Extract provided -
● ● ● ● ●

Laura Lee Newton was born in Chicago in 1945 but grew up in Detroit. In 1956 she joined a Gospel group, the Meditation Singers, touring widely on the Gospel circuit and recording for Checker Records. Around 1965 Lee began singing as a solo artist in clubs in Detroit, performing secular R&B material. Her first single release was on the Ric-Tic Records label in 1966.

Lee signed for Chess in 1967 and was soon in the studio recording two singles, “Stop Giving Your Man Away”/ “You Need Me As Much As I Need You” and “Love More Than Pride”/ “Mama’s Got A Good Thing”, arranged and produced by Gene Barge. On the strength of these performances, she was added to the list of artists that Leonard Chess decided to send down to FAME Studios in Alabama to work with Rick Hall.

● ● ● ● ●

Given records -
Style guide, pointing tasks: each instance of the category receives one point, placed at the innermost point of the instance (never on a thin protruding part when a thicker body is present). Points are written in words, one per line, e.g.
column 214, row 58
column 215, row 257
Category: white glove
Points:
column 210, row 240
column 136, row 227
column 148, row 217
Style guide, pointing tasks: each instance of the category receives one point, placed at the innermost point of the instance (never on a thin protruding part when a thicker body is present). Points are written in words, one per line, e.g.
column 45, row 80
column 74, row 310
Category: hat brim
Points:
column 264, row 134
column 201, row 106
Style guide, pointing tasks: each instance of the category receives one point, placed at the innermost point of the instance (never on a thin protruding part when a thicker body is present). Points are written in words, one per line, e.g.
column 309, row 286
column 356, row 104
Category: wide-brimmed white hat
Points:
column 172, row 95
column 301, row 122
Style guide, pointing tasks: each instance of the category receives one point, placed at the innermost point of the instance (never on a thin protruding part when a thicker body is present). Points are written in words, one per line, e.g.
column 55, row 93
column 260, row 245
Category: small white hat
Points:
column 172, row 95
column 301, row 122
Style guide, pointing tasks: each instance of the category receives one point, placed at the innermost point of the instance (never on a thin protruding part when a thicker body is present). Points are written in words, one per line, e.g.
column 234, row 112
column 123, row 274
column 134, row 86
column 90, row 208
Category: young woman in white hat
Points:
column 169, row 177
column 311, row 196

● ● ● ● ●

Exercise instructions -
(a) In the Laura Lee biography, repeat word for word the part that opens with the words containing "Laura Lee Newton" and closes with "with Rick Hall.".
(b) According to the Laura Lee biography, why was Lee added to the list of artists Leonard Chess sent to FAME Studios in Alabama?
Answer from the text alone, ignoring the entries.

Responses to the tasks -
(a)
Laura Lee Newton was born in Chicago in 1945 but grew up in Detroit. In 1956 she joined a Gospel group, the Meditation Singers, touring widely on the Gospel circuit and recording for Checker Records. Around 1965 Lee began singing as a solo artist in clubs in Detroit, performing secular R&B material. Her first single release was on the Ric-Tic Records label in 1966.

Lee signed for Chess in 1967 and was soon in the studio recording two singles, “Stop Giving Your Man Away”/ “You Need Me As Much As I Need You” and “Love More Than Pride”/ “Mama’s Got A Good Thing”, arranged and produced by Gene Barge. On the strength of these performances, she was added to the list of artists that Leonard Chess decided to send down to FAME Studios in Alabama to work with Rick Hall.

(b) She was added on the strength of her performances on the two singles she recorded after signing with Chess in 1967. These were "Stop Giving Your Man Away"/"You Need Me As Much As I Need You" and "Love More Than Pride"/"Mama's Got A Good Thing", arranged and produced by Gene Barge.